[START Given information]

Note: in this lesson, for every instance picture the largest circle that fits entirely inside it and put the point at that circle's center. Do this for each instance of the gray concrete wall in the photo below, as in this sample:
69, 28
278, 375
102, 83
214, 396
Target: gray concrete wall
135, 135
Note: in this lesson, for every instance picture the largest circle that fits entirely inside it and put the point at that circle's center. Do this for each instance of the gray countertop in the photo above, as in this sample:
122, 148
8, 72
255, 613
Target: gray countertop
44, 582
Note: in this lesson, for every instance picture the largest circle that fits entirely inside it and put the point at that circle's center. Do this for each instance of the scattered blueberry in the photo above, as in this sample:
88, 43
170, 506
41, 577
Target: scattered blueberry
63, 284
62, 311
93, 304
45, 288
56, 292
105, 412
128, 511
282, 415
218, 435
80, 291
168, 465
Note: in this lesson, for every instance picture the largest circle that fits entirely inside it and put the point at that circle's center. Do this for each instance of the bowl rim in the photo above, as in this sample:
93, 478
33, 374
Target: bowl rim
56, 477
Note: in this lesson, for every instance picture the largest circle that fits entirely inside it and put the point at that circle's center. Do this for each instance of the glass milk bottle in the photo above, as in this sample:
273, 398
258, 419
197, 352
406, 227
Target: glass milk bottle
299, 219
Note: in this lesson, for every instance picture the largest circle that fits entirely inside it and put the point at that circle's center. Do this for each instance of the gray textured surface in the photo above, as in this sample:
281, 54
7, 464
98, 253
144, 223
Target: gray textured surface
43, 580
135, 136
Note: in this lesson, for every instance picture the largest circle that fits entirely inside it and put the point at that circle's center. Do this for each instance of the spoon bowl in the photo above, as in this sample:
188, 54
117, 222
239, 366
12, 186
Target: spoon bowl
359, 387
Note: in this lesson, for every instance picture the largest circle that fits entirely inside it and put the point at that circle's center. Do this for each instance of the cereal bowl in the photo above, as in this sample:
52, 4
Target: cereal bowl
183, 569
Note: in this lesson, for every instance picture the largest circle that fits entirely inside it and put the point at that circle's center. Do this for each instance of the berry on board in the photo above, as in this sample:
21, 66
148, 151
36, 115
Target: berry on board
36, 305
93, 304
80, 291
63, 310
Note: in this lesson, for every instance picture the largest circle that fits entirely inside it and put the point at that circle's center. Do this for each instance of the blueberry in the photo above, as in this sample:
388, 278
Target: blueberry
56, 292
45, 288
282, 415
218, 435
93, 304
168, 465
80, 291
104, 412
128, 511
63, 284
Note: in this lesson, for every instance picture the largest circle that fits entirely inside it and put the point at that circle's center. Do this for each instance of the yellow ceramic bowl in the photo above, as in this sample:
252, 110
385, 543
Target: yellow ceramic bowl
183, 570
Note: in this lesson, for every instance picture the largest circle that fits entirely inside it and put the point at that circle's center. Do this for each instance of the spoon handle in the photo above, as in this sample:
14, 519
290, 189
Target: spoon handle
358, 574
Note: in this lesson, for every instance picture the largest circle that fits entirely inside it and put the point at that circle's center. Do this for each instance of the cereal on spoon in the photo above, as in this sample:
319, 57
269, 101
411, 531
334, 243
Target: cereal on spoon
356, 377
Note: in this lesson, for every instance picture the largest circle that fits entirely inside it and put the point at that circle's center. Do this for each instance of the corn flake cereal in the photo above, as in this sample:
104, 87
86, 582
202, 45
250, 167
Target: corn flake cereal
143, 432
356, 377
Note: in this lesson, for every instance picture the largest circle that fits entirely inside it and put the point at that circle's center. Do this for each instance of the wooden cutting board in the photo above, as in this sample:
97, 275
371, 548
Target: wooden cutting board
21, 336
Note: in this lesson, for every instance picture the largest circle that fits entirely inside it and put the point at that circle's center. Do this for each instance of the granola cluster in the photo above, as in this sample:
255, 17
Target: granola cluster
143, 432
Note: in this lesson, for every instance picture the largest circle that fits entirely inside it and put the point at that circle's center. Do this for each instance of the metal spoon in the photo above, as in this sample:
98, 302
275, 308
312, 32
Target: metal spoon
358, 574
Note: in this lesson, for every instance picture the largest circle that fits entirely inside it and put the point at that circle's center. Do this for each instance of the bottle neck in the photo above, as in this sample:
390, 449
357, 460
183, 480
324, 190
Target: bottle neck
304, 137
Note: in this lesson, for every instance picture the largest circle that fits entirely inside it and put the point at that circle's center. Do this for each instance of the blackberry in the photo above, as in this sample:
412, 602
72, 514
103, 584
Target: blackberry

[END Given information]

Return all of the data precisely as it appears.

Note: in this lesson, for every instance picture the largest circle that fits entirely inside it and put the point at that circle's center. Do this for each instance of the gray concrete wall in the photo below, as in this sample:
69, 28
278, 375
102, 83
214, 396
Target: gray concrete wall
135, 135
Note: in this lesson, for every instance picture the largest circle that fits entirely inside it and put the point at that circle's center. Do this for each instance of the gray countertop in the photo above, as in this sample:
122, 148
8, 72
255, 613
Target: gray countertop
44, 582
Note: in this lesson, for every instance picture the largest circle that fits entirely inside it and put the point at that circle's center. Do this for each instance of the scattered blueberry in the photo above, as in this sample:
88, 43
170, 506
41, 577
Target: scattered blueberry
63, 284
62, 311
93, 304
45, 288
56, 292
105, 412
128, 511
282, 415
218, 435
80, 291
168, 465
Note: in this lesson, for every instance picture the largest circle that fits entirely inside it and put the point at that circle's center. Do this for each instance of the bowl rim in the photo above, as in this sample:
93, 478
33, 374
Target: bowl rim
56, 477
Note: in this lesson, for every instance picture the largest circle that fits entirely inside it and put the point at that circle's center. Do this for each instance of the glass milk bottle in the photo above, as in this sample:
273, 398
258, 419
197, 352
406, 227
Target: glass milk bottle
299, 219
Note: in this lesson, for every instance picture the largest circle that fits entirely inside it and put the point at that circle's center. Do this for each instance of the gray textured surface in the photo above, as in this sample:
281, 54
7, 464
98, 253
144, 223
Target: gray textured surface
43, 580
135, 136
Note: in this lesson, for every instance picture the largest circle that fits entirely inside it and put the point at that circle's center. Do this for each instance of the spoon bowl in the photo above, as in this sample:
188, 54
117, 222
239, 366
12, 186
Target: spoon bowl
359, 387
Note: in this lesson, for every instance picture the largest circle that fits entirely inside it and put the point at that circle's center. Do this for each instance of the cereal bowl in the photo above, as in this sample:
52, 4
Target: cereal bowl
183, 569
Note: in this lesson, for every instance picture the largest circle that fits entirely inside it and put the point at that circle's center. Do this for each instance of the berry on board in the photo above, as in this sample:
21, 66
148, 151
36, 115
Target: berry on board
36, 305
93, 304
80, 291
63, 310
Note: in this lesson, for every instance picture the largest circle that fits entirely inside it and put the point at that circle's center. Do this for each instance of the blueberry in the photo above, as in this sample:
388, 278
Target: blueberry
56, 292
45, 288
282, 415
218, 435
93, 304
168, 465
80, 291
104, 412
128, 511
63, 284
Note: in this lesson, for every instance picture the largest circle that fits entirely inside it and put the point at that circle's center. Do this for each instance of the yellow ceramic bowl in the photo above, as in this sample:
252, 110
385, 543
Target: yellow ceramic bowl
183, 570
Note: in this lesson, for every instance picture the largest circle that fits entirely inside it and put the point at that circle's center. Do this for each instance of the spoon handle in the photo above, as in this sample:
14, 519
290, 189
Target: spoon handle
358, 574
Note: in this lesson, for every instance picture the largest circle that fits entirely inside it and put the point at that circle's center. Do this for each instance of the cereal on spoon in the photo above, as in this sample:
319, 57
269, 101
411, 531
334, 243
Target: cereal on spoon
356, 377
Note: in this lesson, for every instance picture the largest circle that fits entirely inside it and put the point at that circle's center. Do this for each instance of the corn flake cereal in the photo above, as in this sample:
104, 87
86, 582
202, 45
250, 167
Target: corn flake cereal
143, 432
356, 377
Note: in this lesson, for every instance picture the largest circle that fits entirely inside it and put the point at that circle's center. Do this for each instance of the wooden cutting board in the photo above, as in this sample:
97, 275
371, 548
Target: wooden cutting board
21, 336
Note: in this lesson, for every instance picture the largest circle that fits entirely inside it and put the point at that circle's center. Do this for each instance of the granola cluster in the photo above, as in this sample:
255, 17
Target: granola cluster
143, 432
Note: in this lesson, for every instance picture the largest circle that fits entirely inside it and put the point at that circle's center. Do this for each instance of the metal spoon in the photo above, as in this sample:
98, 302
275, 308
312, 32
Target: metal spoon
358, 574
Note: in this lesson, for every instance picture the largest circle that fits entirely inside it and put the point at that circle's center. Do this for each instance of the bottle neck in the photo above, as in this sample:
390, 449
357, 460
183, 480
324, 190
Target: bottle neck
304, 137
Note: in this lesson, for every instance picture the largest circle that fits entirely inside it and put the point at that circle's center. Do this for each instance of the blackberry in the photo above, as in this sample:
412, 602
72, 514
103, 584
Target: blackberry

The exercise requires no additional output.